TASK BRIEF => Only lines holding the string "below" are wanted; copy each one from the material.

─── RECORDS FOR THE EXERCISE ───

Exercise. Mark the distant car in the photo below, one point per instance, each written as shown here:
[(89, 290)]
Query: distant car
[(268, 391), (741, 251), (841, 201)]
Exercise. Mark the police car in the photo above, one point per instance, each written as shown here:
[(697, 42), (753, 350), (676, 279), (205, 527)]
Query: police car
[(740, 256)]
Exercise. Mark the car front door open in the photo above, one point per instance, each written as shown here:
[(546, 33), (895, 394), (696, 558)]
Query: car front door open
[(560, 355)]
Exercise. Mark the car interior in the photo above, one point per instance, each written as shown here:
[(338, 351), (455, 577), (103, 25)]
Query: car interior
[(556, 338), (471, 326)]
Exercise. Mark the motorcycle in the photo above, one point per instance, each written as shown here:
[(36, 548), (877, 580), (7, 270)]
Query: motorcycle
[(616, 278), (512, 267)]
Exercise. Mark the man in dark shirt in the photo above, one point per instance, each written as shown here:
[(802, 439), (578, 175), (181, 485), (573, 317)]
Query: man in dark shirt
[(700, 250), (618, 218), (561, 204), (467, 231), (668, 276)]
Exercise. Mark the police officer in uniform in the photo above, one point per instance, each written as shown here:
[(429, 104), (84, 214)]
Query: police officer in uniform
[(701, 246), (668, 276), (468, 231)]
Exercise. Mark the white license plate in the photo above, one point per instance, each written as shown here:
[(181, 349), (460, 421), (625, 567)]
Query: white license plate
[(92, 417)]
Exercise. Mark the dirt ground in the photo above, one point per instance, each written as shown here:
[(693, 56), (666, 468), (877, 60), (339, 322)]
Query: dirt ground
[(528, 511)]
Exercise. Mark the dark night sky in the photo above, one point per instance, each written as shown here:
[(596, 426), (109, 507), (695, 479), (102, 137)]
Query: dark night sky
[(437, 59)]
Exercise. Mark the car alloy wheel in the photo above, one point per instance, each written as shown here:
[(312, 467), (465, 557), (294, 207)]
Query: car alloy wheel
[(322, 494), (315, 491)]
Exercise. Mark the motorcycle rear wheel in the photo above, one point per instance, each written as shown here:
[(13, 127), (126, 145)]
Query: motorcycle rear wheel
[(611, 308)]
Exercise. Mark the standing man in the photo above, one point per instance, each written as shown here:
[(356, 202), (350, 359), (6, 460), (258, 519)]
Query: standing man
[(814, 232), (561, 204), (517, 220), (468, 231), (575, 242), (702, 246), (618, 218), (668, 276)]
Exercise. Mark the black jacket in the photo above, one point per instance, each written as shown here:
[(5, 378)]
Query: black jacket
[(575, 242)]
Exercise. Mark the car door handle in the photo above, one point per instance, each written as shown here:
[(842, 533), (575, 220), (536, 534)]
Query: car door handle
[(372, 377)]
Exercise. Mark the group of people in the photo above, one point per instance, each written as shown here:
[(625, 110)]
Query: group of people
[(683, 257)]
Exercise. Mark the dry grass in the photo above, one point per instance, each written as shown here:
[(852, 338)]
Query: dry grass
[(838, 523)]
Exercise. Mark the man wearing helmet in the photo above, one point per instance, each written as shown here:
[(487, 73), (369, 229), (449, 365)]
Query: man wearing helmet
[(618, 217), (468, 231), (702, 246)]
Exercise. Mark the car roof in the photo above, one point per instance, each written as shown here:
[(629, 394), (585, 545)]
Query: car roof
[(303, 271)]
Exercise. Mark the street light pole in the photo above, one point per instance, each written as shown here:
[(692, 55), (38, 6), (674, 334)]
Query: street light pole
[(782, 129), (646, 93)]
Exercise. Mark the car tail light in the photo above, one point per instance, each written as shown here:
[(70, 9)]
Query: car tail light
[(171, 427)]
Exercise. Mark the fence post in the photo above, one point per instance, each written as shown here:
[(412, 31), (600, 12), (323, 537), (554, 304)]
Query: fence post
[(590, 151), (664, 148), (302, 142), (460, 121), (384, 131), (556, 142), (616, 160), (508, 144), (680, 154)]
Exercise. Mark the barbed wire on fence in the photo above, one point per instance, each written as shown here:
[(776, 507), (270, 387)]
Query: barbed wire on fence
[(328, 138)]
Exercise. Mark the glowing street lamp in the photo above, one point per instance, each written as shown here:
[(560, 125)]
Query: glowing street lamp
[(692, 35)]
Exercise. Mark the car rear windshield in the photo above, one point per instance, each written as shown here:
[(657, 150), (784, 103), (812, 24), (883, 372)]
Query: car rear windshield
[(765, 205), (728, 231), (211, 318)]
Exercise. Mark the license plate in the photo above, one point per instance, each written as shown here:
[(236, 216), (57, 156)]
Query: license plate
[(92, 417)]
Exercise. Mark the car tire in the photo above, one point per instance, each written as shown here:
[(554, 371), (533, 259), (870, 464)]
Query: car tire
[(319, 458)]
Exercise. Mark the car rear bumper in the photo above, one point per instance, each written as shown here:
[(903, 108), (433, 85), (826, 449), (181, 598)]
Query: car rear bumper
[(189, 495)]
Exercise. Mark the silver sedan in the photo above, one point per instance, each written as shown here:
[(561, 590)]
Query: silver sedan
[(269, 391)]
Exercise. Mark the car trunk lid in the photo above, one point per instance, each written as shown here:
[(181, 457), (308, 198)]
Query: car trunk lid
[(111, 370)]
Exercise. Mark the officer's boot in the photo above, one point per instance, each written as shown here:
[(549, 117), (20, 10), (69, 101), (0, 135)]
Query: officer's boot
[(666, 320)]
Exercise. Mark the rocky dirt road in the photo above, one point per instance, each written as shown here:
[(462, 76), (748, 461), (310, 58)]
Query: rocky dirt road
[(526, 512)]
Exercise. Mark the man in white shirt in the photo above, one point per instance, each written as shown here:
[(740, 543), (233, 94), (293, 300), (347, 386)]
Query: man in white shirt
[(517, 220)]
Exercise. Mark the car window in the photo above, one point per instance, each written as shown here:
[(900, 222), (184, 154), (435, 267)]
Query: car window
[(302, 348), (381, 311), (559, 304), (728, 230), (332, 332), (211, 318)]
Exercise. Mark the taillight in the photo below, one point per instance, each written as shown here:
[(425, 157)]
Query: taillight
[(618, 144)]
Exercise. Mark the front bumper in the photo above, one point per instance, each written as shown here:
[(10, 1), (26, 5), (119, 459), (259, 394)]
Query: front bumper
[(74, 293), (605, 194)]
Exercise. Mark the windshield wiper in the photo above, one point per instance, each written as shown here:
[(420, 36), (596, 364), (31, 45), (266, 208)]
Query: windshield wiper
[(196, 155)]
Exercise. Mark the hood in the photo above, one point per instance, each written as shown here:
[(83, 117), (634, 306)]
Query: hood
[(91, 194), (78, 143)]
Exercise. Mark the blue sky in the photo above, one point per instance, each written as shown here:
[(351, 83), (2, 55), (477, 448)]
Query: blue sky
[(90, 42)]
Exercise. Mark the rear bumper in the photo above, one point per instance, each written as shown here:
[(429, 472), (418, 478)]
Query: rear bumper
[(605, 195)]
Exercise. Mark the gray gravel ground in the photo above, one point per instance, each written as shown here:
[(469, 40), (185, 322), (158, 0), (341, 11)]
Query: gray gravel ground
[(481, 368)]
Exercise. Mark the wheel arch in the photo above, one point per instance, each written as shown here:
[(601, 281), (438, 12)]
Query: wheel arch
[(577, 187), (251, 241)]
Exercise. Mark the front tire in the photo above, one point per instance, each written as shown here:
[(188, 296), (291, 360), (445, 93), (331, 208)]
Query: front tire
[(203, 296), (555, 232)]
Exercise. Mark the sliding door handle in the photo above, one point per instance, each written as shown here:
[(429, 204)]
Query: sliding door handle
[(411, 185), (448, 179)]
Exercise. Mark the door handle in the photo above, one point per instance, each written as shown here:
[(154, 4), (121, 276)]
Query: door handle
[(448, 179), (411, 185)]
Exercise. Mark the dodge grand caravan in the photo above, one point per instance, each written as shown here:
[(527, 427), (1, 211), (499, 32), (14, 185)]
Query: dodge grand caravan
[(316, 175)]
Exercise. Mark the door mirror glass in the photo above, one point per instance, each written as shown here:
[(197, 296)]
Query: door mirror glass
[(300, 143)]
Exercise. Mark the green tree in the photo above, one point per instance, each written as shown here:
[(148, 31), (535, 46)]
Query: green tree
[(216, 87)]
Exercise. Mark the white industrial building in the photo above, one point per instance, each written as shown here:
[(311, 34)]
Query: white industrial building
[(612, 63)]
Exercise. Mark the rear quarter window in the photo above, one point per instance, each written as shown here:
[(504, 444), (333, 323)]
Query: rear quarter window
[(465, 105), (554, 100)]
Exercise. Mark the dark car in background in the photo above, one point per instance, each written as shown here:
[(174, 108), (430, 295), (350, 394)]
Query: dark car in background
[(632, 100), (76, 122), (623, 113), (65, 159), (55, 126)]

───

SOLUTION FOR THIS EXERCISE =>
Exercise. Mark the distant car in the photo below, one point per instance, each written as shown here:
Exercise. Mark the taillight in the photo below, one point per instance, each written as shown here:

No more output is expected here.